◆ **Data entries**
· · · ·
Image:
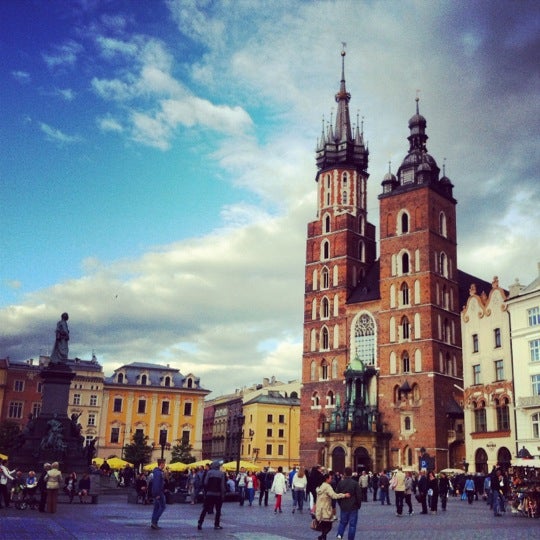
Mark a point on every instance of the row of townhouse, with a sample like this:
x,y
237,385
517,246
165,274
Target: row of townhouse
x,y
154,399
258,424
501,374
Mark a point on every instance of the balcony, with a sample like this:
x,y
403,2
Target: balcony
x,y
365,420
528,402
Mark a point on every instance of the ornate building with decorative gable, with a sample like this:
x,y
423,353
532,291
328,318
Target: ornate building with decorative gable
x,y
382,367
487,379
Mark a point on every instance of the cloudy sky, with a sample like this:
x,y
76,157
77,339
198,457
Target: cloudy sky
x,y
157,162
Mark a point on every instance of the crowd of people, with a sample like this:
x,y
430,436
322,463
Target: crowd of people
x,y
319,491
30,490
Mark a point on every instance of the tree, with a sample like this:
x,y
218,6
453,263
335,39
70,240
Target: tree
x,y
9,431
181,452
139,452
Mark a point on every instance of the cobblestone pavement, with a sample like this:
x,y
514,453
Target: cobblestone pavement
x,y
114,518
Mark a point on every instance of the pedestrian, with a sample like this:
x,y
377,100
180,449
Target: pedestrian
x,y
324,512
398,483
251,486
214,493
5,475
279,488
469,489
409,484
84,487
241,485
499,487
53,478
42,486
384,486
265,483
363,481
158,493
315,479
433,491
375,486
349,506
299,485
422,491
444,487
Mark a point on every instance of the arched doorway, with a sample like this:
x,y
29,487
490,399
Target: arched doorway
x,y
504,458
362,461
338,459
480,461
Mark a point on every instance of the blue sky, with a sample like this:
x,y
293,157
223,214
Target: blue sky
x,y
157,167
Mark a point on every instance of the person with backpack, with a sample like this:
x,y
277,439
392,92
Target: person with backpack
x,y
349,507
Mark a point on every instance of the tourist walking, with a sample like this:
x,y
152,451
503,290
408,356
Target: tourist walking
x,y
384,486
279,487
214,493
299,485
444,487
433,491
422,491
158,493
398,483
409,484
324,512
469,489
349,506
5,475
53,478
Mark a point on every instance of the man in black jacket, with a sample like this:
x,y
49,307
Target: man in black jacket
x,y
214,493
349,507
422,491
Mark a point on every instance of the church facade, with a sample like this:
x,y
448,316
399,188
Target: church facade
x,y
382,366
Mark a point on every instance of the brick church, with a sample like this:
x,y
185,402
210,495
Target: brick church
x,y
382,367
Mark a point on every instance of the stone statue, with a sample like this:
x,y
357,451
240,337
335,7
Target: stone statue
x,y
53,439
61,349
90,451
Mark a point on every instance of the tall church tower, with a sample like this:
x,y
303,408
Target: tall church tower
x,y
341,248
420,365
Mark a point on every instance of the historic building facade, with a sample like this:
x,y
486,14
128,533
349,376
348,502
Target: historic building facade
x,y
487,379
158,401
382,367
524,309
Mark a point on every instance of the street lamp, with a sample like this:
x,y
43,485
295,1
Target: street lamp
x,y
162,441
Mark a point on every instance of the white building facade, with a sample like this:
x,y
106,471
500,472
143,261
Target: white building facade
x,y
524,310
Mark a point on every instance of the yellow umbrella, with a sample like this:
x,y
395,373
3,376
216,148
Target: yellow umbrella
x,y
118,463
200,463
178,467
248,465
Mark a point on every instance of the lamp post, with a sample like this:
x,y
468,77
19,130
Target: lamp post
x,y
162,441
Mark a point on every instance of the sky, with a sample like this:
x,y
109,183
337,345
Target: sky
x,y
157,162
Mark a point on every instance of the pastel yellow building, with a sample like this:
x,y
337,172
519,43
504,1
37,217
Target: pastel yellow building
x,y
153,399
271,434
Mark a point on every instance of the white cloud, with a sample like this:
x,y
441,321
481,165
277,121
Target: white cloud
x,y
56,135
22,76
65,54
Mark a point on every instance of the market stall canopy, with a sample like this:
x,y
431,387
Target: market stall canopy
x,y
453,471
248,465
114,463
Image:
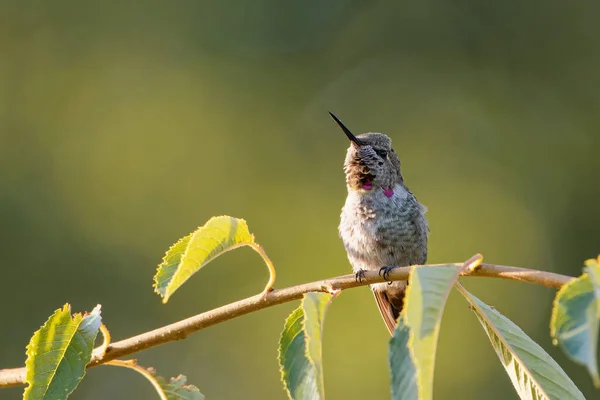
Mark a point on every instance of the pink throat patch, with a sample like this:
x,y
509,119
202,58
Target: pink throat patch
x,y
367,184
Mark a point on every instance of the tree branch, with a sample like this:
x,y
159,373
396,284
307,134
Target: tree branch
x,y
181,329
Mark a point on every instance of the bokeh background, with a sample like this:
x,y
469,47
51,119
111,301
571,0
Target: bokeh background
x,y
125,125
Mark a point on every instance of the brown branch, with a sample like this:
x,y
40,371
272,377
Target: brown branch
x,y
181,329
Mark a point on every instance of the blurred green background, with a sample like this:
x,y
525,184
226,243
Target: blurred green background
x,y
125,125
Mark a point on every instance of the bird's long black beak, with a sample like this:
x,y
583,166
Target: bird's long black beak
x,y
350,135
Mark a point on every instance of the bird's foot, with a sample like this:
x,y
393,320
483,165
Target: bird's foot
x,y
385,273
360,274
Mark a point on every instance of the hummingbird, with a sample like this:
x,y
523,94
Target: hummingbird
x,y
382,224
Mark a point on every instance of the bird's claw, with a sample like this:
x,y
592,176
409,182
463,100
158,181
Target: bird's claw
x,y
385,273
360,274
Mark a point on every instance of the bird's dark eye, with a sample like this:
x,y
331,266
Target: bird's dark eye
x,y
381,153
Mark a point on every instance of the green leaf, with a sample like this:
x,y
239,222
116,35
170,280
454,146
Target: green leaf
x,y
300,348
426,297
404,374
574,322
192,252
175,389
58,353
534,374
· · · ·
◆ **Exercise task**
Would you set down the listing exactly, omitting pictures?

◆ **Exercise output**
Image:
Mark a point on every instance of the row of townhouse, with a sample like this:
x,y
237,385
517,246
165,274
Target: row of townhouse
x,y
154,399
258,424
501,374
Mark a point on every instance of the balcony, with a sample like this:
x,y
403,2
Target: balcony
x,y
365,420
528,402
Mark a point on every instance of the ornate building with decorative gable, with a sample like this:
x,y
423,353
532,291
328,318
Target: ornate building with decorative gable
x,y
382,367
487,379
Mark a point on every instance of the cloudy sky, with a sample like this:
x,y
76,157
77,339
198,457
Target: cloudy sky
x,y
157,162
Mark a point on every instance of the crowd of people, with a sample like this:
x,y
430,436
322,463
Target: crowd of people
x,y
319,491
30,490
Mark a point on every instance of the tree, with a sample like this:
x,y
218,6
453,263
335,39
70,240
Target: tree
x,y
9,431
181,452
139,452
Mark a point on every instance of the cobblestone pavement, with a sample like this:
x,y
514,453
Target: cobblestone pavement
x,y
114,518
Mark a point on every instance of the pedestrian, with a sample like this:
x,y
377,100
180,449
Target: pedestrian
x,y
324,512
398,483
251,486
214,493
5,475
279,488
469,489
409,484
84,487
241,485
499,487
53,478
42,486
384,486
265,483
363,481
158,493
315,479
433,491
375,486
349,506
299,485
422,491
444,487
Mark a point on every instance of the arched doorway, with a sample like this:
x,y
29,487
490,399
Target: arched doorway
x,y
504,458
362,461
338,459
480,461
Mark a point on every instance of the blue sky, with a sample like this:
x,y
293,157
223,214
Target: blue sky
x,y
157,167
Mark a point on every instance of the person with backpack, with a sample like this:
x,y
277,439
392,92
Target: person with backpack
x,y
349,507
Mark a point on every instance of the tourist walking, with a sample like this:
x,y
152,451
503,290
408,356
Target: tourist walking
x,y
384,486
279,487
214,493
299,485
444,487
433,491
422,491
158,493
398,483
409,484
324,512
469,489
349,506
5,475
53,478
Mark a point on every instance of the man in black jacket, with a sample like this:
x,y
49,307
Target: man in black jacket
x,y
214,493
349,507
422,491
Mark a point on every instance of the church facade, with a sample like this:
x,y
448,316
399,188
Target: church facade
x,y
382,366
Mark a point on every instance of the brick church, with a sample like this:
x,y
185,402
210,495
Target: brick church
x,y
382,367
Mark a point on every instance of the stone statue, with a sample like this:
x,y
357,451
240,337
335,7
Target: stone statue
x,y
53,439
61,349
90,451
Mark a point on every instance of the tall church tower, with a sample like this:
x,y
303,408
Target: tall church tower
x,y
341,248
420,365
Mark a point on every instance of the historic building facade, with a sample like this:
x,y
486,14
128,533
349,376
348,502
Target: historic building facade
x,y
487,379
158,401
382,367
524,309
Mark a point on every instance of the street lamp, with a sample like this:
x,y
43,485
295,1
Target: street lamp
x,y
162,441
Mark a point on every instance of the white building facade, with a sample like this:
x,y
106,471
500,472
143,261
Target: white building facade
x,y
524,310
Mark a point on every instance of the yellow umbrella, with a sample like this:
x,y
395,373
3,376
216,148
Target: yellow umbrella
x,y
118,463
200,463
178,467
248,465
Mark a point on every instance of the lamp post, with a sample like this:
x,y
468,77
19,130
Target: lamp post
x,y
162,441
Mark a point on every instance of the sky, with a sample like this:
x,y
109,183
337,345
Target: sky
x,y
157,162
Mark a point on every instance of the pastel yellow building, with a sample like this:
x,y
337,172
519,43
504,1
37,217
Target: pastel yellow building
x,y
153,399
271,434
Mark a point on every instance of the white cloud, with a sample like this:
x,y
441,321
481,165
277,121
Target: white cloud
x,y
56,135
22,76
65,54
Mark a point on every instance of the market stall canopy, with a sample like this:
x,y
431,387
Target: market stall canopy
x,y
453,471
248,465
114,463
Image:
Mark a point on every instance of the pink throat patch, with a sample like this:
x,y
509,119
202,58
Target: pink throat patch
x,y
367,184
Mark a point on every instance of the tree branch, with a sample like this:
x,y
159,373
396,284
307,134
Target: tree branch
x,y
181,329
Mark a point on every instance of the bokeh background, with a sample like this:
x,y
469,47
51,119
111,301
571,0
Target: bokeh background
x,y
125,125
Mark a point on every instance of the brown branch, with a sample like this:
x,y
40,371
272,377
Target: brown branch
x,y
181,329
Mark a point on every instance of the blurred green background, with a sample like this:
x,y
525,184
226,243
Target: blurred green background
x,y
125,125
Mark a point on every instance of the bird's long black beak, with a sample like this:
x,y
583,166
Target: bird's long black beak
x,y
350,135
Mark a point on every instance of the bird's foot, with a sample like this:
x,y
393,320
483,165
Target: bird's foot
x,y
385,273
360,274
Mark a point on every instance of the hummingbird, with a sample like this:
x,y
523,94
Target: hummingbird
x,y
382,224
Mark a point on every instance of the bird's claw, with a sample like this:
x,y
592,176
409,182
463,100
158,181
Target: bird's claw
x,y
385,273
360,274
Mark a point on every instance of the bird's dark eye, with a sample like this:
x,y
331,266
Target: bird's dark eye
x,y
381,153
Mark a point on every instance of the green leaf, with a sample like this:
x,y
239,222
116,35
170,280
454,146
Target: green leaf
x,y
300,348
426,297
404,374
574,322
192,252
175,389
58,353
534,374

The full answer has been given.